What you should do | Repeat all of the data below word for word, leaving the pictures out of your answer.

Records shown |
▶
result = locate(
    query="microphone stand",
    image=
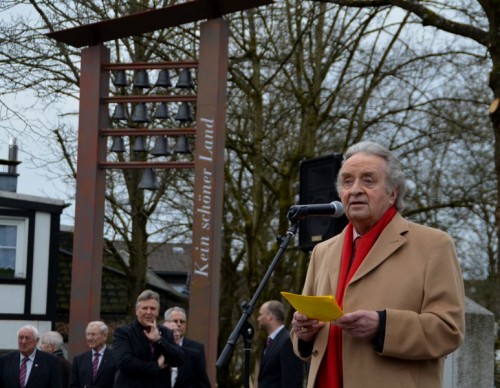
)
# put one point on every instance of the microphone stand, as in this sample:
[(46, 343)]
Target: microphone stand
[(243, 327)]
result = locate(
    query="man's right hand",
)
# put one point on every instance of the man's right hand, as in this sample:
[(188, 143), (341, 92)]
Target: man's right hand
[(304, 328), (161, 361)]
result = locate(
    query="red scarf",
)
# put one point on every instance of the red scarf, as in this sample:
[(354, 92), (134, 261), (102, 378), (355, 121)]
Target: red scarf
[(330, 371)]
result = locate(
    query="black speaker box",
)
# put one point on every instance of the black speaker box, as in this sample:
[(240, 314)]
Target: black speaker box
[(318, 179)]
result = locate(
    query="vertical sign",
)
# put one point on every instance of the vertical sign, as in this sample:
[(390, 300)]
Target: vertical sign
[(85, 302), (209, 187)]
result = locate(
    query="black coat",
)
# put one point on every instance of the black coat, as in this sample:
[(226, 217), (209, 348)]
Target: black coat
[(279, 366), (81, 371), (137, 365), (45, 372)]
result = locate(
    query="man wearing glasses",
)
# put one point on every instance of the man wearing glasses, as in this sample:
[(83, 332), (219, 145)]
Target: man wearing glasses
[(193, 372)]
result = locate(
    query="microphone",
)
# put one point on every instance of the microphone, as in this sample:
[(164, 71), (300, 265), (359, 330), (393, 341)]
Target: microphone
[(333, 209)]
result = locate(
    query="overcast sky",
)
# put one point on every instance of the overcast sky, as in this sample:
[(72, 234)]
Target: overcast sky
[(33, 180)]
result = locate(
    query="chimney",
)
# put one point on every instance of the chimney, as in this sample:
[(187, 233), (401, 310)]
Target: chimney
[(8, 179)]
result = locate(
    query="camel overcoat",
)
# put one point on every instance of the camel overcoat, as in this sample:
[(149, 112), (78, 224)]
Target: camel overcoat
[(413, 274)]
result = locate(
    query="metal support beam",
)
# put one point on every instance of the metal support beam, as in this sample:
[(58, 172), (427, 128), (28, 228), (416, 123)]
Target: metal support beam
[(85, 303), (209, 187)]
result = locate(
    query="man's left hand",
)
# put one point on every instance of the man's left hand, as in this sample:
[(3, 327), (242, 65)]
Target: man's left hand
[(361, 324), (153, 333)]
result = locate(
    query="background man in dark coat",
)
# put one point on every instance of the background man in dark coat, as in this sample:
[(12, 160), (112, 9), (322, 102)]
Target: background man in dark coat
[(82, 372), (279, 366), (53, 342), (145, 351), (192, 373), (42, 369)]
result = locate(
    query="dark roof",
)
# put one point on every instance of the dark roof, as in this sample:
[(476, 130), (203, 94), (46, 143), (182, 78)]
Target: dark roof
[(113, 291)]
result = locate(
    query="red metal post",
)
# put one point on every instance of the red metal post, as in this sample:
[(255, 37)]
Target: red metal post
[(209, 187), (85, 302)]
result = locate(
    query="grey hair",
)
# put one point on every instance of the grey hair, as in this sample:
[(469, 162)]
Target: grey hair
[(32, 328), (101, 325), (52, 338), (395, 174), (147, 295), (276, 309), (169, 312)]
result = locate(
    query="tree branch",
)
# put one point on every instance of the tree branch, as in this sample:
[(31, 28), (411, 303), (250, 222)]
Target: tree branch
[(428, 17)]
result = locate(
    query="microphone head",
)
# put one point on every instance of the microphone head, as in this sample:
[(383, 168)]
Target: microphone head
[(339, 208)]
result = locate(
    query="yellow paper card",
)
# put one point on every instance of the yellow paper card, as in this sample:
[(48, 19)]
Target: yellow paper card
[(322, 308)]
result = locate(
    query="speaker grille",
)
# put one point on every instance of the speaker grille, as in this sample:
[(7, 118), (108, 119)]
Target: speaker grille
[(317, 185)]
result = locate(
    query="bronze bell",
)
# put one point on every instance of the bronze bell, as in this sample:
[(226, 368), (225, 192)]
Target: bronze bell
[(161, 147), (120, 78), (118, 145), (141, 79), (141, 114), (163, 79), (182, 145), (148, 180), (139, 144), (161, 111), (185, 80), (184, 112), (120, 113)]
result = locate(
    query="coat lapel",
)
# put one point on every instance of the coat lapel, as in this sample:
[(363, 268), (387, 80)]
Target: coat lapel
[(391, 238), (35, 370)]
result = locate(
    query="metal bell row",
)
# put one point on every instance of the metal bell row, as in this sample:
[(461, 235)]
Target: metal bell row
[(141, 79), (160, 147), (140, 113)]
◀
Answer to this exercise |
result = locate(
    query="microphone stand",
    image=
)
# put one point on every instance of the microphone stand, as in this sample:
[(46, 343)]
Target: microphone stand
[(243, 327)]
result = locate(
    query="man's right hand",
)
# put one point on every instance of the man's right hand, as in this sample:
[(188, 143), (341, 92)]
Target: man's right hand
[(304, 328), (161, 361)]
result = locate(
    query="red scarf",
)
# put one point on every instance of the red scarf, as in this sample:
[(354, 92), (134, 261), (102, 378), (355, 121)]
Target: red scarf
[(330, 371)]
result = locate(
    query="black speaker box",
)
# put one point on every instance of the black speaker box, as in this sample:
[(240, 314)]
Target: black speaker box
[(318, 179)]
result = locate(
    query="vertical sign",
)
# put one point on every instance of the vertical sign, as in this sample:
[(390, 300)]
Target: vertical sign
[(85, 302), (209, 187)]
result = locate(
    query="black coat",
)
# put one point on every instance of the black coat, as in this sample:
[(226, 217), (209, 348)]
Target: black coat
[(279, 366), (81, 371), (137, 365), (45, 372)]
result = locate(
    query="man wearing glasses",
)
# put one point on every instance of the man wearing glasses, as in this sample:
[(83, 332), (219, 145)]
Target: man wearing glasses
[(193, 372)]
result = locate(
    query="microphone",
)
# put one point on every instance of the microphone, as in this sample:
[(164, 71), (300, 265), (359, 330), (393, 341)]
Target: microphone
[(333, 209)]
result = locate(
    query="overcast sky",
)
# put one point on every instance of the overcast sky, as in this sample:
[(72, 234)]
Target: overcast sky
[(33, 180)]
result = locate(
    query="chimney",
)
# put one point on every instance of the chimney, as in this sample:
[(187, 233), (401, 310)]
Target: chimney
[(8, 179)]
result = locate(
    query="camel overcoat",
)
# put one point on every instance of the camel overcoat, as in this sample:
[(149, 112), (78, 224)]
Target: camel overcoat
[(413, 274)]
result = locate(
    query="metal support beam",
)
# put one point on every instance of the metal support beam, as in this sample:
[(58, 172), (427, 128), (28, 228), (416, 123)]
Target: metal support beam
[(85, 303), (209, 187)]
result = locate(
    query="man's left hand",
)
# put one point on every instance of the man's left hand, as in this sample:
[(3, 327), (242, 65)]
Target: man's left hand
[(361, 324), (153, 333)]
result = locate(
    query="background man in dark coat",
)
# put one point on every instance of the background man in dark coat, as in this sample:
[(12, 160), (112, 9), (322, 102)]
Target: background man in dark coat
[(82, 372), (279, 366), (53, 342), (145, 351), (192, 373), (42, 369)]
result = locate(
    query="dark roof",
)
# put one point on every instance of the dark roof, as in this sample:
[(476, 130), (203, 94), (46, 143), (182, 78)]
Target: dark roof
[(113, 291)]
result = locate(
    query="red metal post",
)
# put one point on every instance of the red metal post, as in this sample:
[(255, 37)]
Target: red metal post
[(209, 187), (85, 302)]
result = locate(
    query="grey hair",
)
# put one point on every instance of the grey hair, as in this sample:
[(469, 162)]
Target: grey hair
[(32, 328), (101, 325), (52, 338), (395, 174), (147, 295), (276, 309), (169, 312)]
result = locate(
    query="tree branch",
)
# put one point on every instance of the tree branch, as in this sample:
[(31, 28), (411, 303), (250, 222)]
Target: tree branch
[(428, 17)]
result = locate(
    query="microphone head",
)
# put one point on every instance of the microphone head, as in this sample:
[(383, 168)]
Target: microphone head
[(339, 208)]
result = locate(
    query="yellow paper card",
)
# put one point on every instance of the yellow paper card, as in this sample:
[(48, 19)]
Target: yellow paper card
[(322, 308)]
result = locate(
    query="speaker grille",
)
# put one point on every instance of the speaker grille, as in this sample:
[(7, 118), (108, 119)]
Target: speaker grille
[(317, 185)]
result = locate(
    query="bronze bell",
)
# put one point on every instance of the bronze bell, as in this sample:
[(226, 368), (225, 192)]
Target: bronze bell
[(161, 147), (120, 78), (118, 145), (141, 79), (141, 114), (163, 79), (182, 145), (148, 180), (139, 144), (161, 111), (185, 80), (184, 112), (120, 113)]
result = locate(
    query="coat lapel",
)
# put one point on every instance of the coat lapel, as in this sample:
[(363, 268), (387, 80)]
Target: coat lapel
[(391, 238), (35, 370)]
result = locate(
    query="metal bell row",
)
# put one point on every instance of the metal bell row, as in this sample:
[(461, 235)]
Target: metal bell row
[(141, 79), (160, 147), (140, 113)]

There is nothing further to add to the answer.